■ DOCUMENT TEXT ■
========================
Find tailcall frames before inline frames

Message ID 20200220155820.22809-1-tromey@adacore.com
State New
Headers show
Series
  • Find tailcall frames before inline frames
Related show

Commit Message

Tom Tromey Feb. 20, 2020, 3:58 p.m.
A customer reported a failure to unwind in a certain core dump.  A
lengthy investigation showed that the problem came from the
interaction between the tailcall and inline frame sniffers.

Normally, the regular DWARF unwinder may discover a chain of tail
calls ending in the current frame.  In this case, it sets a member on
the dwarf2_frame_cache object, so that a subsequent call into the
tailcall sniffer will create the tailcall frames.

However, in this scenario, what happened is that the DWARF unwinder
did find tailcall frames -- but then the PC of the first such frame
was recognized and claimed by the inline frame sniffer.

This then caused unwinding to go astray further up the stack.

This patch fixes the problem by arranging for the tailcall sniffer to
be called before the inline sniffer.  This way, if a DWARF frame has
tailcall information, the tailcalls will always be processed first.
========================
■ GIVEN EXERCISE ■
Which unwinders and frame sniffers are named in the commit message about finding tailcall frames? Answer from the commit message alone.

■ SUPPLIED DATA ■
========================
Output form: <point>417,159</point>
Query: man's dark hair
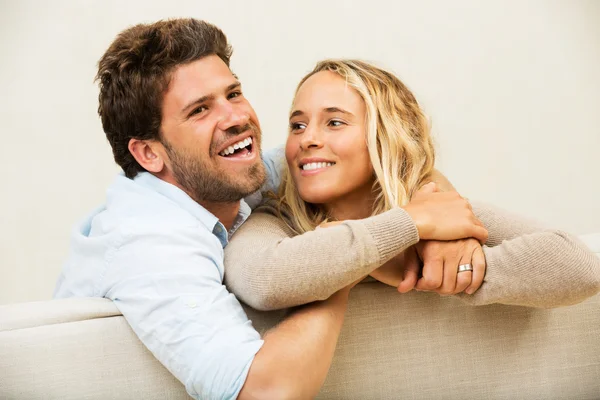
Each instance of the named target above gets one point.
<point>134,75</point>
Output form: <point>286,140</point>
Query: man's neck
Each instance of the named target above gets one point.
<point>225,212</point>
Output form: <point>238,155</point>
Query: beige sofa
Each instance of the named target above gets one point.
<point>433,348</point>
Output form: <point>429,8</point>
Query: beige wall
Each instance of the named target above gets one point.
<point>512,87</point>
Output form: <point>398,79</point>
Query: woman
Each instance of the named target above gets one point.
<point>358,152</point>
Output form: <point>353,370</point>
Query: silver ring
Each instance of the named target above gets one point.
<point>465,267</point>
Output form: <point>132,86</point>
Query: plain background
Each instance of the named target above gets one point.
<point>512,89</point>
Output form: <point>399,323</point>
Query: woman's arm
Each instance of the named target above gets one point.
<point>269,268</point>
<point>528,265</point>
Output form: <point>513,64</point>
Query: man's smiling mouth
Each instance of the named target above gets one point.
<point>240,149</point>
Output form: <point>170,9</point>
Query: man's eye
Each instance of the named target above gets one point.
<point>198,110</point>
<point>296,126</point>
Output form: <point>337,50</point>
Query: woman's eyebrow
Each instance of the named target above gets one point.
<point>331,110</point>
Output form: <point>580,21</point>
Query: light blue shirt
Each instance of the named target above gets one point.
<point>158,255</point>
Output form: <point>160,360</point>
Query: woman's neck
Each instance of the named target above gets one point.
<point>358,206</point>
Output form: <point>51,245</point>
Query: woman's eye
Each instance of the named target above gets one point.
<point>296,126</point>
<point>336,123</point>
========================
■ SOLUTION FOR THIS EXERCISE ■
- The regular DWARF unwinder
- The tailcall sniffer
- The inline frame sniffer